* [SET TASK] Reproduce the passage below about time for self-reflection during unemployment, word for word and in its entirety.

* [SELECTION]
^^^^^^^^

ANYWAY, I was thinking about what I’ve been doing lately and how I’m living and I’ve realized that in some ways I’m finding out a LOT about myself.  I think on the day to day for the past 6-7 working years that I get wrapped up (like an egg roll) in my work and how that affects my life.  I spend all my days, nights and weekends in the same routine.  Work, home, clean, eat, sleep, work, home, clean, eat, sleep.  There is the occasional outing, dinner with friends and errands tossed in – but not a lot of thinking time or a lot of time for change.

Now that i’m unemployed all I have is time.  It’s interested what you find when you have the time to think.  When you get to unwrap and see what you are really made of.  I’ve been realizing that work or not, I’m not an idle person.  That I have interests outside of my job that I’ve let fall to the wayside the past few years because I’ve been too busy with work.  That I like contributing.  That I miss babysitting and being around children.  I’m cleaner than I thought.  I love my friends dearly and even unemployed don’t have enough time to spend with them.  That a “career” really does consume you and almost force you to live to work instead of work to live.

^^^^^^^^

* [EXTRACTED RECORDS]
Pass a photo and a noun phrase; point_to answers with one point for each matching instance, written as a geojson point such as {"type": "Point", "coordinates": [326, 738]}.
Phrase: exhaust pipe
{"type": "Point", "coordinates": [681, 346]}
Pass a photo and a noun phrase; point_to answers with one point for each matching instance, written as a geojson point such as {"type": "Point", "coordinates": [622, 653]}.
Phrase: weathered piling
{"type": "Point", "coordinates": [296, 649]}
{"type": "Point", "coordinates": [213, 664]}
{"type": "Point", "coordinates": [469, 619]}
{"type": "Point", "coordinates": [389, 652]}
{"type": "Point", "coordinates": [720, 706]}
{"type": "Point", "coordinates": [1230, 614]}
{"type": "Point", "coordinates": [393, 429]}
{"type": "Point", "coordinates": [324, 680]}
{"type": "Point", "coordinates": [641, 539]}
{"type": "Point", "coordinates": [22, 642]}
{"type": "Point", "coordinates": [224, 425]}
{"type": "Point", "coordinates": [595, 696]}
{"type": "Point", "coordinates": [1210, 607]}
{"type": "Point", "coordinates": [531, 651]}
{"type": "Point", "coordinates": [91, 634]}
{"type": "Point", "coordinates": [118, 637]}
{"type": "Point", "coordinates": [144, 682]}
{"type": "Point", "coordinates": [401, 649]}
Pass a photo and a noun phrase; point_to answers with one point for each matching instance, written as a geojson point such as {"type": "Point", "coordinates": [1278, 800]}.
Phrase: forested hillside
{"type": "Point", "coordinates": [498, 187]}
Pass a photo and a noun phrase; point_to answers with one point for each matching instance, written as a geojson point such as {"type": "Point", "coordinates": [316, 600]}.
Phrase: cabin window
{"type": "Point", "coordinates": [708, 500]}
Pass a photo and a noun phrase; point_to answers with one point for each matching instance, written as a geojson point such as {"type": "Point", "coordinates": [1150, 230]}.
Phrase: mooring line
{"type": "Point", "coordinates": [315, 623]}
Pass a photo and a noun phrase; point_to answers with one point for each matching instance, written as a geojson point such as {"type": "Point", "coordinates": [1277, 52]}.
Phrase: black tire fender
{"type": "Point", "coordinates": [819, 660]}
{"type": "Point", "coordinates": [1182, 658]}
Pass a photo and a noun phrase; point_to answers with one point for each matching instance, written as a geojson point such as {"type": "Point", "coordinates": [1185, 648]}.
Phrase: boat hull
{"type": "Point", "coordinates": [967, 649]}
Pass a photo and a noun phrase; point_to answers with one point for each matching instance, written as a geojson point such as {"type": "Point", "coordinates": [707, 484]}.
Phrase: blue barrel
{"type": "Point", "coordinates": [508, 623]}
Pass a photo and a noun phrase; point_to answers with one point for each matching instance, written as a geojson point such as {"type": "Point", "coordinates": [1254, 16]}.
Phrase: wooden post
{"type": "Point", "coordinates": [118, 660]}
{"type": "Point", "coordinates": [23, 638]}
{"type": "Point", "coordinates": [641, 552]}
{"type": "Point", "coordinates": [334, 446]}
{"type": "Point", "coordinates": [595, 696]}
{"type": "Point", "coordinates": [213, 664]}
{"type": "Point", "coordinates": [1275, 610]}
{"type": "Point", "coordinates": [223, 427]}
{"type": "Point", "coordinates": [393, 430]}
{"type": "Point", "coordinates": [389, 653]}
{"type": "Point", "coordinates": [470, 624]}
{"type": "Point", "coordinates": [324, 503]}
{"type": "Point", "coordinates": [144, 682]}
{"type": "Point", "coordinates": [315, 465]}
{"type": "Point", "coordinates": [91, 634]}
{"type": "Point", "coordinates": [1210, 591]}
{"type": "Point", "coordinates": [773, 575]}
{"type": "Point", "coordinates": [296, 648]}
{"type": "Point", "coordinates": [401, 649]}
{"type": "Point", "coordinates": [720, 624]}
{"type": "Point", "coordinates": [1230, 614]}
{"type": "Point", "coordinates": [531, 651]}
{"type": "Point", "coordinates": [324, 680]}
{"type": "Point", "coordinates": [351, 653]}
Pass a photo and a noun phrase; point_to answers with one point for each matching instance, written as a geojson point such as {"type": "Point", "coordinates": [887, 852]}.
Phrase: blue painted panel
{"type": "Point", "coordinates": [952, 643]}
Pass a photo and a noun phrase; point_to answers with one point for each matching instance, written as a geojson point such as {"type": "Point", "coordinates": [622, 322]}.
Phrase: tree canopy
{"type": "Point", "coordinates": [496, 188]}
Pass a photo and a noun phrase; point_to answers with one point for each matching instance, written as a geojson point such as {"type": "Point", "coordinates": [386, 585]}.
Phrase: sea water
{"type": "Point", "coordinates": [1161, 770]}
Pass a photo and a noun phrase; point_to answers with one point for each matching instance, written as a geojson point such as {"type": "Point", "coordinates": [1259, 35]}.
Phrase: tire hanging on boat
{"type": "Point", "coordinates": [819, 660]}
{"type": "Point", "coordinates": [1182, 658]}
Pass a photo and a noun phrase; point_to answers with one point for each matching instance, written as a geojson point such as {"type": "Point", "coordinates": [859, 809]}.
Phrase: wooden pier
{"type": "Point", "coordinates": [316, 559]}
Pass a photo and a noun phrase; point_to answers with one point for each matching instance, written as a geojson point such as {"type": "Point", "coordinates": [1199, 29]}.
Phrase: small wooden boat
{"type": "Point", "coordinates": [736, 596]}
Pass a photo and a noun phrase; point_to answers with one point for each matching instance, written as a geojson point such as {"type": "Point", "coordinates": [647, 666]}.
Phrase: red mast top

^^^^^^^^

* [REPLY]
ANYWAY, I was thinking about what I’ve been doing lately and how I’m living and I’ve realized that in some ways I’m finding out a LOT about myself.  I think on the day to day for the past 6-7 working years that I get wrapped up (like an egg roll) in my work and how that affects my life.  I spend all my days, nights and weekends in the same routine.  Work, home, clean, eat, sleep, work, home, clean, eat, sleep.  There is the occasional outing, dinner with friends and errands tossed in – but not a lot of thinking time or a lot of time for change.

Now that i’m unemployed all I have is time.  It’s interested what you find when you have the time to think.  When you get to unwrap and see what you are really made of.  I’ve been realizing that work or not, I’m not an idle person.  That I have interests outside of my job that I’ve let fall to the wayside the past few years because I’ve been too busy with work.  That I like contributing.  That I miss babysitting and being around children.  I’m cleaner than I thought.  I love my friends dearly and even unemployed don’t have enough time to spend with them.  That a “career” really does consume you and almost force you to live to work instead of work to live.